====== Input records
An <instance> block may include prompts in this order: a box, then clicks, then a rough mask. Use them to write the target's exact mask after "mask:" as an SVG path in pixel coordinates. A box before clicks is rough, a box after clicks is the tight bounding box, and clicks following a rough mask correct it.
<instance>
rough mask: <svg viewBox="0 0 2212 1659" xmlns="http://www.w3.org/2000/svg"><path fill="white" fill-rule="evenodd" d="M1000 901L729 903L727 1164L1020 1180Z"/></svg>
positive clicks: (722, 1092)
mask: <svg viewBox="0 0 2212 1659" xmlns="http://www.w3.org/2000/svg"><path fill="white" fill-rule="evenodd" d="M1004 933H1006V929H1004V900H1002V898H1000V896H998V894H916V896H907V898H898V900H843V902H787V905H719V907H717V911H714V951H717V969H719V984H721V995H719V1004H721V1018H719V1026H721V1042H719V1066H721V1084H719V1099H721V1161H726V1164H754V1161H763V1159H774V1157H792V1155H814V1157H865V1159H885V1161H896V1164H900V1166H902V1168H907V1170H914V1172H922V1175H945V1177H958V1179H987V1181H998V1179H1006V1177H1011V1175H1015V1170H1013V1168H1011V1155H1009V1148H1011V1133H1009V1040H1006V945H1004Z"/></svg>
============
Please rewrite the records above, swapping each "rough mask" for "coarse mask" and leaving everything else untouched.

Output of the task:
An <instance> block may include prompts in this order: a box, then clicks, then a coarse mask. Use them to write the target's exact mask after "mask:" as an SVG path in pixel coordinates. A box before clicks is rough, a box after clicks is the tight bounding box, and clicks following a coarse mask correct it.
<instance>
coarse mask: <svg viewBox="0 0 2212 1659" xmlns="http://www.w3.org/2000/svg"><path fill="white" fill-rule="evenodd" d="M1000 901L729 903L727 1164L1020 1180Z"/></svg>
positive clicks: (722, 1092)
mask: <svg viewBox="0 0 2212 1659" xmlns="http://www.w3.org/2000/svg"><path fill="white" fill-rule="evenodd" d="M1004 933H1006V929H1004V900H1002V898H1000V896H998V894H916V896H907V898H898V900H843V902H787V905H719V907H717V911H714V951H717V969H719V984H721V995H719V1004H721V1018H719V1026H721V1042H719V1066H721V1084H719V1099H721V1161H726V1164H754V1161H763V1159H774V1157H792V1155H814V1157H865V1159H885V1161H896V1164H900V1166H902V1168H907V1170H914V1172H922V1175H945V1177H958V1179H987V1181H998V1179H1006V1177H1011V1175H1015V1170H1013V1168H1011V1155H1009V1148H1011V1133H1009V1040H1006V945H1004Z"/></svg>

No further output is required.